[start]

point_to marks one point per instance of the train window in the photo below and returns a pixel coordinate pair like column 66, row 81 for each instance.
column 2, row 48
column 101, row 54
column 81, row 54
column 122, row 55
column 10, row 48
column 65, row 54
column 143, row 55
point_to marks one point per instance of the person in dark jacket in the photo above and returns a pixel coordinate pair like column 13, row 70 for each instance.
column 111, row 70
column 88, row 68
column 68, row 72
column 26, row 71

[end]

Description of the task:
Reproduce every record above verbatim, line by line.

Result:
point_to marks one point per instance of the train window in the photo below and returns a pixel coordinate pair like column 66, row 81 for each instance.
column 2, row 48
column 101, row 54
column 81, row 54
column 122, row 55
column 10, row 48
column 65, row 54
column 143, row 55
point_to marks one point per instance of the person in dark jacket in the photo above and returns a pixel coordinate pair like column 13, row 70 for each instance.
column 111, row 70
column 88, row 68
column 68, row 72
column 26, row 71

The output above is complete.